WHAT THE EXERCISE ASKS: Locate each line in the records below that contains the string "textured" and copy those lines.

Rows from a dataset:
^^^^
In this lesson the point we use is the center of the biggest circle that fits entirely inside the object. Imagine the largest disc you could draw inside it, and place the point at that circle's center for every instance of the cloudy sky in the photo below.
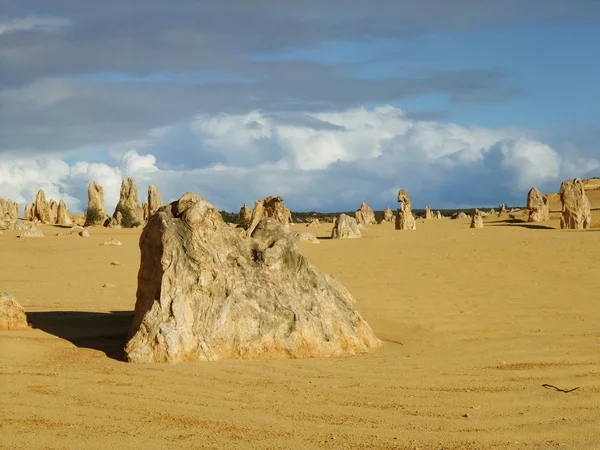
(460, 102)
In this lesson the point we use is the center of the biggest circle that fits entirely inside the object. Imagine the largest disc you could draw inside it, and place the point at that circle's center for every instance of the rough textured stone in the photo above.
(245, 216)
(388, 215)
(404, 218)
(206, 292)
(40, 209)
(576, 213)
(128, 205)
(345, 227)
(96, 212)
(154, 201)
(477, 220)
(269, 207)
(12, 315)
(428, 214)
(364, 215)
(538, 205)
(62, 214)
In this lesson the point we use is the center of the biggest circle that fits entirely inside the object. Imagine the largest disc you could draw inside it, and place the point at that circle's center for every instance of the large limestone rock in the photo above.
(12, 315)
(538, 205)
(388, 215)
(62, 214)
(477, 220)
(206, 292)
(154, 200)
(40, 209)
(404, 218)
(132, 213)
(364, 215)
(96, 212)
(53, 211)
(245, 216)
(345, 227)
(576, 213)
(269, 207)
(9, 210)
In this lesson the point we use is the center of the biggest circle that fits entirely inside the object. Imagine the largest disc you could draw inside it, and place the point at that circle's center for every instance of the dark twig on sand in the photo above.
(550, 386)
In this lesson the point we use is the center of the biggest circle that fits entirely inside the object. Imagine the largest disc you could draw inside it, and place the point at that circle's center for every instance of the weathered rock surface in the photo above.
(245, 216)
(132, 213)
(405, 220)
(9, 210)
(12, 315)
(154, 201)
(576, 213)
(269, 207)
(62, 214)
(477, 220)
(345, 227)
(364, 215)
(388, 215)
(96, 212)
(206, 292)
(538, 205)
(40, 209)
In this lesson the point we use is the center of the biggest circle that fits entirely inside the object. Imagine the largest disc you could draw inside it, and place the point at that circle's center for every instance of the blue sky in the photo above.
(300, 92)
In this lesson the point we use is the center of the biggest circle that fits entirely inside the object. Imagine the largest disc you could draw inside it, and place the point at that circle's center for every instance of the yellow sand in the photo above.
(474, 323)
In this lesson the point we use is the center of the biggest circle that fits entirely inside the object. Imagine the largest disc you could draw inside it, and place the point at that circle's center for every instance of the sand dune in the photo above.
(475, 322)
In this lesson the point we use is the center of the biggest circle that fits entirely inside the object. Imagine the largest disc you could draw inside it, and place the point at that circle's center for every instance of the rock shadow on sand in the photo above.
(103, 331)
(519, 223)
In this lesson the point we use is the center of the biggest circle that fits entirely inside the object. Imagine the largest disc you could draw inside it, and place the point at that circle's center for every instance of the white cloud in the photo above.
(327, 161)
(32, 23)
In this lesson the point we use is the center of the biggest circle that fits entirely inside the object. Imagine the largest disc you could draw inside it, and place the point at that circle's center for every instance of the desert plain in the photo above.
(482, 330)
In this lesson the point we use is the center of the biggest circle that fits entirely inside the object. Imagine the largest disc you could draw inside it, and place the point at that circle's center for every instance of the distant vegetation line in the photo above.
(305, 217)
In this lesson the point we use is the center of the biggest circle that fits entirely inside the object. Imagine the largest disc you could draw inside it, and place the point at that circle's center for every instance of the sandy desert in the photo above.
(482, 332)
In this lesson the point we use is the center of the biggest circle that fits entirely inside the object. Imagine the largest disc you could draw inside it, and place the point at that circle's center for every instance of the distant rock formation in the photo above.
(576, 213)
(404, 218)
(131, 212)
(388, 215)
(12, 315)
(245, 216)
(428, 214)
(364, 215)
(345, 227)
(9, 210)
(40, 209)
(206, 292)
(96, 212)
(538, 205)
(62, 214)
(154, 200)
(477, 220)
(269, 207)
(53, 211)
(459, 215)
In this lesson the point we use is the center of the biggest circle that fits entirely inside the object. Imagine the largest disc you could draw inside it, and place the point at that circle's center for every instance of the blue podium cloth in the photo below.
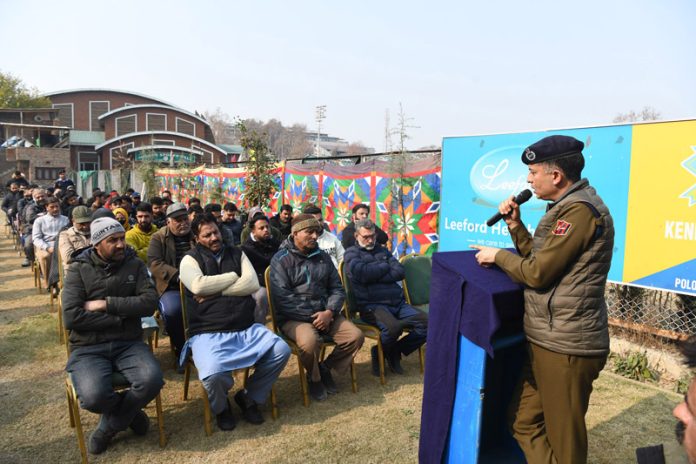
(465, 299)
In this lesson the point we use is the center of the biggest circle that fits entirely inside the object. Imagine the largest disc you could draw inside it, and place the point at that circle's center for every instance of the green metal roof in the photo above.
(86, 137)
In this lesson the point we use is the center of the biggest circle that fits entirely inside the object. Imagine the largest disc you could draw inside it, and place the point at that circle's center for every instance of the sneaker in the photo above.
(374, 353)
(394, 361)
(99, 441)
(225, 419)
(327, 379)
(250, 410)
(316, 390)
(140, 423)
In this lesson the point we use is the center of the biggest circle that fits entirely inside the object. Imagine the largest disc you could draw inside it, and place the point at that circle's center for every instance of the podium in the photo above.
(475, 351)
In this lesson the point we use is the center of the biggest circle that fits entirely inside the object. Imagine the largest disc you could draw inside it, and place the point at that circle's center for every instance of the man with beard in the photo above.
(139, 236)
(375, 275)
(107, 291)
(167, 248)
(219, 281)
(308, 299)
(260, 248)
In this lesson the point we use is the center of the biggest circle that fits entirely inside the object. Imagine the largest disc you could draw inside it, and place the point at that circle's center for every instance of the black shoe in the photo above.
(316, 390)
(327, 379)
(225, 419)
(99, 441)
(394, 361)
(140, 423)
(374, 353)
(250, 410)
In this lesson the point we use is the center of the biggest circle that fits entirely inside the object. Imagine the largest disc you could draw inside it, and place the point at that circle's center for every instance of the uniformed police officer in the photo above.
(564, 267)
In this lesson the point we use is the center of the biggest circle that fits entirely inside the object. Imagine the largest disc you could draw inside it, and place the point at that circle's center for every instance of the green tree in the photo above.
(14, 94)
(259, 184)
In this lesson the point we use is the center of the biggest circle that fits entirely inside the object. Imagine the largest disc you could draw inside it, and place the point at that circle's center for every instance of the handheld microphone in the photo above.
(522, 197)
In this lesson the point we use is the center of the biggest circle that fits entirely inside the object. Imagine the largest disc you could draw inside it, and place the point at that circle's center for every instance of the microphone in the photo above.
(522, 197)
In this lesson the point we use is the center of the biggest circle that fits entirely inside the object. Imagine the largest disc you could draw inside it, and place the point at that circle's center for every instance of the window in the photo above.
(126, 124)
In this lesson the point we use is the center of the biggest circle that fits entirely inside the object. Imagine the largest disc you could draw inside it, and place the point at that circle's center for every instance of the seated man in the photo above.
(167, 248)
(260, 248)
(106, 292)
(220, 279)
(139, 235)
(44, 233)
(308, 298)
(374, 274)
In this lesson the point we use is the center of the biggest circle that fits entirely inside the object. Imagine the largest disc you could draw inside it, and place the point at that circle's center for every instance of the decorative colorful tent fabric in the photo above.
(404, 204)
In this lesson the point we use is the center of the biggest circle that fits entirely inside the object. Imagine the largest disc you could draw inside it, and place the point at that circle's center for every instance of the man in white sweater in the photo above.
(44, 233)
(223, 336)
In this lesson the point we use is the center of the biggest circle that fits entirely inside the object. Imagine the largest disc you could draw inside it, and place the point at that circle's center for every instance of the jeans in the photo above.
(259, 384)
(392, 320)
(170, 307)
(91, 369)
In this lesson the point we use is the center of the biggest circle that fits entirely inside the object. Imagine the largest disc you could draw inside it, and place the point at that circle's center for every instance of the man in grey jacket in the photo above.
(308, 298)
(107, 290)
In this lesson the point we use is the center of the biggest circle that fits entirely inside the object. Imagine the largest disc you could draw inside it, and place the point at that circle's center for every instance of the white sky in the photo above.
(458, 67)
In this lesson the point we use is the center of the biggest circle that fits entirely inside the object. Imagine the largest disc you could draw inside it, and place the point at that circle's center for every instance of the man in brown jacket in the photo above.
(167, 247)
(564, 267)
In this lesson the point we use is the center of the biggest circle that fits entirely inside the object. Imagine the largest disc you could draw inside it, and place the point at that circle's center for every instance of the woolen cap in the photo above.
(551, 148)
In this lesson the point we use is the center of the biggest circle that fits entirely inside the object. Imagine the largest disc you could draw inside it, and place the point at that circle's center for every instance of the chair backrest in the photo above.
(350, 305)
(271, 305)
(416, 283)
(184, 310)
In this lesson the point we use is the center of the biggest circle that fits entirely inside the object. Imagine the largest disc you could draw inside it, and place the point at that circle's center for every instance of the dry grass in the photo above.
(378, 424)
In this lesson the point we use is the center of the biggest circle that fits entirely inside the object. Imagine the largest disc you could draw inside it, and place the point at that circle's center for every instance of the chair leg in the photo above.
(380, 356)
(207, 416)
(274, 404)
(187, 375)
(160, 420)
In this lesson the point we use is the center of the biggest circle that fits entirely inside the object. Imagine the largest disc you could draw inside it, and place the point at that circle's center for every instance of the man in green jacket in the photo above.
(564, 267)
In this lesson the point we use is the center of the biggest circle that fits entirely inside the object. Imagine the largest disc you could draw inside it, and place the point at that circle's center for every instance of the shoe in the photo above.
(394, 361)
(327, 379)
(316, 390)
(225, 419)
(374, 353)
(99, 441)
(250, 410)
(140, 423)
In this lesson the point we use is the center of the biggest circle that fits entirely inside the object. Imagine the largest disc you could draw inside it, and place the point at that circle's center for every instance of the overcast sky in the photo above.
(458, 68)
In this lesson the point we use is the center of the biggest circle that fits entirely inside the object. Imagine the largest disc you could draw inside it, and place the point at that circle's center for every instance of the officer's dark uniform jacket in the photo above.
(568, 314)
(125, 286)
(221, 313)
(373, 274)
(302, 285)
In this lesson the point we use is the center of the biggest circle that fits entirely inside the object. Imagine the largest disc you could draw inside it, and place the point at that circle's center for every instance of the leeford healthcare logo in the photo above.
(690, 165)
(499, 174)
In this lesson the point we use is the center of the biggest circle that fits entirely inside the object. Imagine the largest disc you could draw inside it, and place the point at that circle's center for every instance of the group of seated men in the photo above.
(108, 288)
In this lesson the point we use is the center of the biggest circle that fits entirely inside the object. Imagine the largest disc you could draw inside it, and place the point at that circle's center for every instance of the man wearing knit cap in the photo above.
(564, 267)
(308, 297)
(107, 290)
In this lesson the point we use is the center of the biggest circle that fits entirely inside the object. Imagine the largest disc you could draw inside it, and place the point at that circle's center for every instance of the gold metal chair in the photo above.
(296, 350)
(207, 415)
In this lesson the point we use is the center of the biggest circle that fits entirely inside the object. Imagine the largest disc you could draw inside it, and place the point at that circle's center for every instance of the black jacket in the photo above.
(125, 286)
(302, 285)
(374, 275)
(260, 254)
(348, 237)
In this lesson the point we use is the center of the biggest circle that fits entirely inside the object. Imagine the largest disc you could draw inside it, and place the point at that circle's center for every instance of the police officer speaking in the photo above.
(564, 268)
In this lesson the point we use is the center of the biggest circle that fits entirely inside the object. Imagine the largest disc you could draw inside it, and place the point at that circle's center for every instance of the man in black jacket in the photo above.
(107, 290)
(374, 273)
(308, 297)
(260, 248)
(360, 211)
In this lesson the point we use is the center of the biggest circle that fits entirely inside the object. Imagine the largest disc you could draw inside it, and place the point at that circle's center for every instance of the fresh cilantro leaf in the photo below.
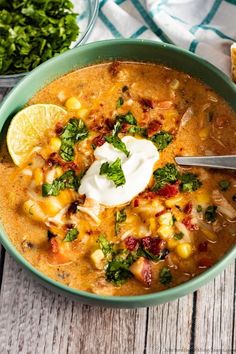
^^^^
FULL RESPONSE:
In this lesson the point we use is the center of the biggest circle that fits entirely inside the object. Imagine the largest disc you could draw inside it, and place the point at that circle's center for every instance of the rough textured stone in the photo above.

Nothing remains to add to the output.